[Position identification records]
--------------------

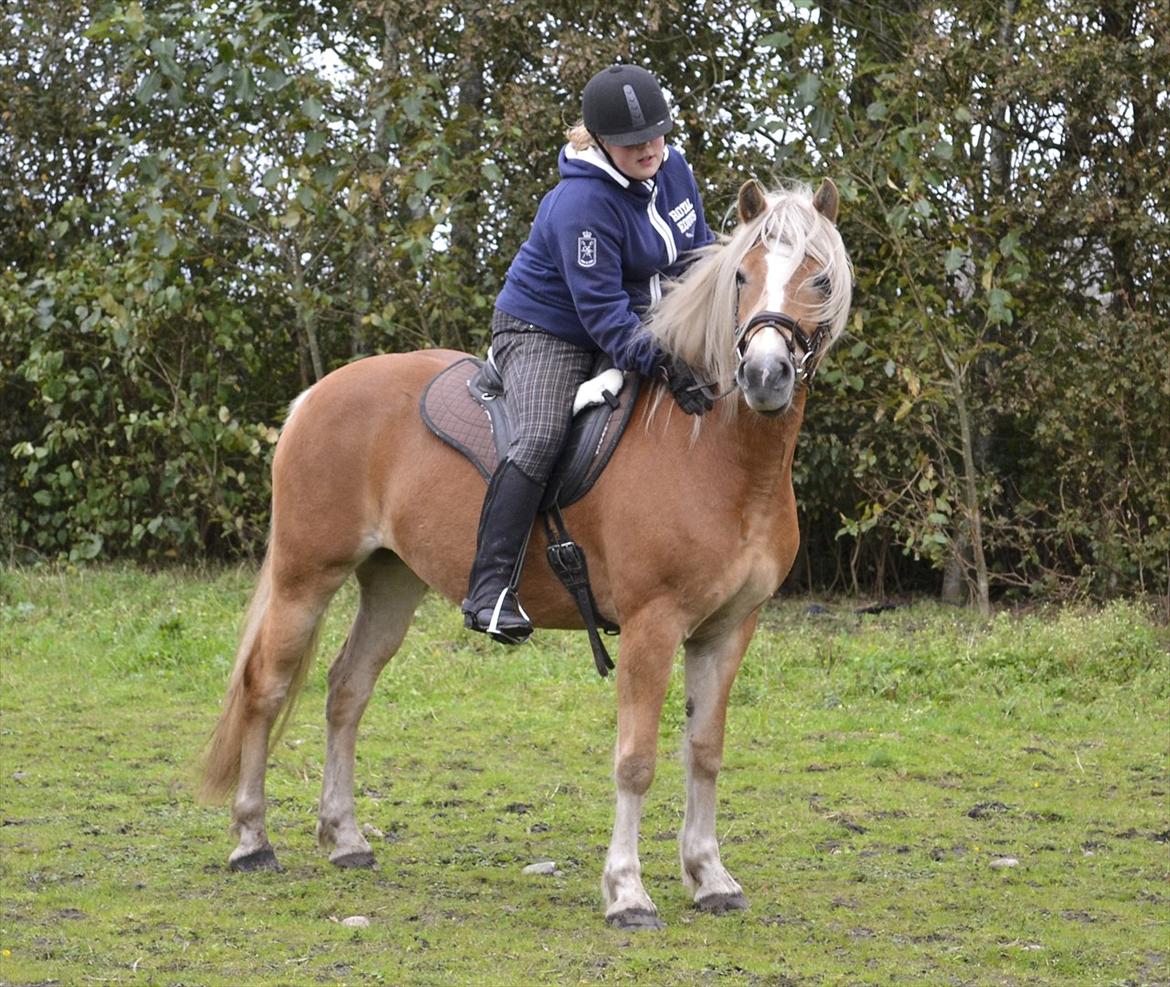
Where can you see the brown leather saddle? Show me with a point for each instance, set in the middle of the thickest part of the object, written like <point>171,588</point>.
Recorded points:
<point>465,405</point>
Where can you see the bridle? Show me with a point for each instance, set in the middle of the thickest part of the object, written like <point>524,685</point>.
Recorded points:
<point>793,335</point>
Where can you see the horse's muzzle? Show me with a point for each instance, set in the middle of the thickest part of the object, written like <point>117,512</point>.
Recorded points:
<point>766,377</point>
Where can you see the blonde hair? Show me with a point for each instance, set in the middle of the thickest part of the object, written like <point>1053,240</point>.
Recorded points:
<point>579,137</point>
<point>696,316</point>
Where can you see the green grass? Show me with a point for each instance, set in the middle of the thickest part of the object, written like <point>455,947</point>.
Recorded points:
<point>875,768</point>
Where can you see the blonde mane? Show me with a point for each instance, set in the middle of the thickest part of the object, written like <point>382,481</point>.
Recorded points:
<point>696,316</point>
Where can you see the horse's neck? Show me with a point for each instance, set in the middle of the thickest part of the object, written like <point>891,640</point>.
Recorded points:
<point>765,447</point>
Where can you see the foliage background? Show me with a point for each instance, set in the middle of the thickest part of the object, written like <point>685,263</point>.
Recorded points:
<point>205,206</point>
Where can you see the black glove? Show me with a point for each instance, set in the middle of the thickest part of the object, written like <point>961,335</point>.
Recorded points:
<point>689,392</point>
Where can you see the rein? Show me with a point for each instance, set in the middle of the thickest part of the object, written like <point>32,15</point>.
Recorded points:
<point>789,328</point>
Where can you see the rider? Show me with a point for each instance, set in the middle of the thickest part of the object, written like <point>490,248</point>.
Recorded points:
<point>623,214</point>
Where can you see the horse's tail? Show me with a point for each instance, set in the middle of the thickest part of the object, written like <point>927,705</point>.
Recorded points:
<point>221,760</point>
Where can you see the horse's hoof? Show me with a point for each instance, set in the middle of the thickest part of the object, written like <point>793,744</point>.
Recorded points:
<point>358,858</point>
<point>722,904</point>
<point>635,919</point>
<point>257,860</point>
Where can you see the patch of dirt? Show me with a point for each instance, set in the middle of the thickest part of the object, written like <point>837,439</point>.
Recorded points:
<point>985,809</point>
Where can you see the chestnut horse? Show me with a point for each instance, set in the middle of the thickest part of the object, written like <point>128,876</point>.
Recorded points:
<point>689,531</point>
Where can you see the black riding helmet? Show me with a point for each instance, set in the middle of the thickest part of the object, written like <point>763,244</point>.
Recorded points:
<point>625,105</point>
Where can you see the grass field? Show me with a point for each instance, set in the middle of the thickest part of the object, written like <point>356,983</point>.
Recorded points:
<point>880,772</point>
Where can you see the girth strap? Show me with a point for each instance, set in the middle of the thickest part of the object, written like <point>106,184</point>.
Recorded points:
<point>568,561</point>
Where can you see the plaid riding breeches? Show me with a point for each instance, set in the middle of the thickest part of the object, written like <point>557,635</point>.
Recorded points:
<point>541,374</point>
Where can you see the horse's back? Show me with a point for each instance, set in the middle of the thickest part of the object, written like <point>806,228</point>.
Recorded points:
<point>355,454</point>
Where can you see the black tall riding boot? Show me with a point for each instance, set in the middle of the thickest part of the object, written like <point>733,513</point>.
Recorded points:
<point>506,522</point>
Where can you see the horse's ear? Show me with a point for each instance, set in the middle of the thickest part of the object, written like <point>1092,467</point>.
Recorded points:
<point>752,200</point>
<point>827,200</point>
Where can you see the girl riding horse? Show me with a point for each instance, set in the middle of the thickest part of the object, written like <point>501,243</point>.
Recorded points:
<point>625,213</point>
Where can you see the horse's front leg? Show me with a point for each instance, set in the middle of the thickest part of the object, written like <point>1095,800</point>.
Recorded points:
<point>711,667</point>
<point>644,673</point>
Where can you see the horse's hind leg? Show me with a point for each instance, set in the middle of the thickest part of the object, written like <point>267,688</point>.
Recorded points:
<point>272,674</point>
<point>711,667</point>
<point>390,594</point>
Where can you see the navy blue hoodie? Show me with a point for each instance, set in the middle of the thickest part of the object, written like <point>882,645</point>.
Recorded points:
<point>598,249</point>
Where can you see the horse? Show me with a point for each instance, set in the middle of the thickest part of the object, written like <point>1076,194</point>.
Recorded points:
<point>689,531</point>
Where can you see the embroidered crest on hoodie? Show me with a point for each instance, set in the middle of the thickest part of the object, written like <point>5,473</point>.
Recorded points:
<point>586,249</point>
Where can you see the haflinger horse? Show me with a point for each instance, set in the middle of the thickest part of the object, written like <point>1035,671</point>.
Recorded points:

--------------------

Please convert all the lines above into a JSON list of strings, one string per line, with blank lines left out. Omit the pictures from your answer.

WRITTEN ANSWER
[
  "Where can you see the brown leather saddle? Show me with a point for each instance, set in the middle of the thickest part of the object, written like <point>171,588</point>.",
  "Recorded points:",
  "<point>465,405</point>",
  "Where can you see the bridle? Show me with a point for each instance, set in the middle of the thickest part of the object, written like <point>524,685</point>.",
  "Recorded points:",
  "<point>793,335</point>",
  "Where can you see the horse's muzzle? Show me with a point for each instance, set in the middle of the thickest part of the object, written like <point>117,512</point>.",
  "Recorded points:",
  "<point>766,377</point>",
  "Where can you see the blonde hair? Show me with a point for each instance, set in the middle of the thickest part of the object, written like <point>1053,240</point>.",
  "Recorded points:",
  "<point>579,137</point>",
  "<point>696,316</point>",
  "Where can you see the green grass? Show me with a point for each instance, set in the middle of the thickest part of the object, written like <point>455,947</point>.",
  "Recorded points:",
  "<point>875,768</point>",
  "Where can you see the blonde mane? Show me with a point for each instance, set in the middle of the thickest part of the object, written like <point>382,481</point>.",
  "Recorded points:",
  "<point>696,316</point>",
  "Where can you see the horse's neck? Show me with a point for each instance, set in the middle of the thickest part of the object, written like <point>891,640</point>.",
  "Recorded points:",
  "<point>765,447</point>",
  "Where can you see the foliage background? Show me with a point for each instance, set in the middle of the thickest part of the object, written like <point>685,263</point>.",
  "Recorded points:",
  "<point>205,206</point>",
  "Where can you see the black glove? Show me with a point for each instance, set in the middle of the thickest part of the object, written like <point>961,335</point>.",
  "Recorded points:",
  "<point>689,392</point>",
  "Where can you see the rein? Show me with a point for each instance, set in the middle of the thickest part of the object, written like <point>32,15</point>.",
  "Recorded points:",
  "<point>789,328</point>",
  "Where can you see the rider? Show me with a point for each instance, set in the middle of the thickest part of the object, written like <point>490,248</point>.",
  "Recorded points:",
  "<point>623,214</point>",
  "Where can you see the horse's tail? Show me with a point for each instance, set in the middle of the thickest part of the object, written like <point>927,705</point>.",
  "Recorded points:",
  "<point>221,760</point>",
  "Where can you see the horse's hoof? Show me with a point for each instance, set in the middle of the thickest part of the object, written like <point>793,744</point>.",
  "Recorded points:",
  "<point>358,858</point>",
  "<point>722,904</point>",
  "<point>635,919</point>",
  "<point>257,860</point>",
  "Where can you see the patch of dirt? Show me with a point for each instance, set in the middle of the thickest part of the object, written like <point>837,439</point>.",
  "Recorded points:",
  "<point>985,809</point>",
  "Where can you see the chestnut horse? Show me with a point for each instance, set in the middle of the thickest part of the object, written like <point>128,876</point>.",
  "Recorded points:",
  "<point>689,531</point>",
  "Where can you see the black riding helmet? Show me with a point for each instance, set in the middle of the thickest part of the object, written like <point>763,244</point>.",
  "Recorded points:",
  "<point>625,105</point>",
  "Where can you see the grass field? Show me with a point for each instance, set in the middle of the thickest part of the object, written like <point>356,983</point>.",
  "Recorded points:",
  "<point>880,772</point>",
  "Where can you see the girth strap? Show me with a point for each instance, set in the middle of the thickest part of the object, written like <point>106,184</point>.",
  "Recorded points:",
  "<point>568,561</point>",
  "Where can you see the plaid riding breeches? Show me with a point for each instance, set in the middle of the thickest part of the object, written like <point>557,635</point>.",
  "Recorded points:",
  "<point>541,374</point>",
  "Where can you see the horse's back? Show me with a point for each instance, set in the middle of the thickest part of the object, written like <point>806,228</point>.",
  "Recorded points:",
  "<point>355,454</point>",
  "Where can you see the black tall riding boot? Show me with a point for each instance, set in the middle of the thickest part of the object, written like <point>733,513</point>.",
  "Recorded points:",
  "<point>506,522</point>",
  "Where can you see the horse's ear? Show me with a point for each instance, set in the middle of the thickest part of the object, written like <point>1092,467</point>.",
  "Recorded points:",
  "<point>752,200</point>",
  "<point>827,200</point>",
  "Where can you see the girl riding horse? Show me with a point for each instance, set in the middle of the thickest part of the object, written like <point>501,243</point>.",
  "Recorded points:",
  "<point>625,213</point>",
  "Where can you see the horse's front leg? Show me with a point for each instance, set in the middle of the thickest part of the object, written like <point>1095,800</point>.",
  "Recorded points:",
  "<point>711,667</point>",
  "<point>644,673</point>",
  "Where can you see the horse's hind leg? Show me with a point for each instance, set in the middle of the thickest part of the object, written like <point>267,688</point>.",
  "Recorded points:",
  "<point>272,674</point>",
  "<point>711,667</point>",
  "<point>390,594</point>",
  "Where can you see the navy blue hoodie? Show me with a point for each instance, set in the middle of the thickest part of the object, written like <point>882,645</point>.",
  "Recorded points:",
  "<point>598,249</point>",
  "Where can you see the horse? Show me with a point for each instance, set in the middle of the thickest part of the object, written like <point>1076,194</point>.",
  "Recorded points:",
  "<point>689,531</point>",
  "Where can you see the embroidered crest on hoodie? Show me with a point for each instance, set in the middle of the thickest part of the object, written like <point>5,473</point>.",
  "Recorded points:",
  "<point>586,249</point>",
  "Where can you see the haflinger horse? Show me with a point for each instance, set in the middle of the thickest part of the object, written like <point>1035,671</point>.",
  "Recorded points:"
]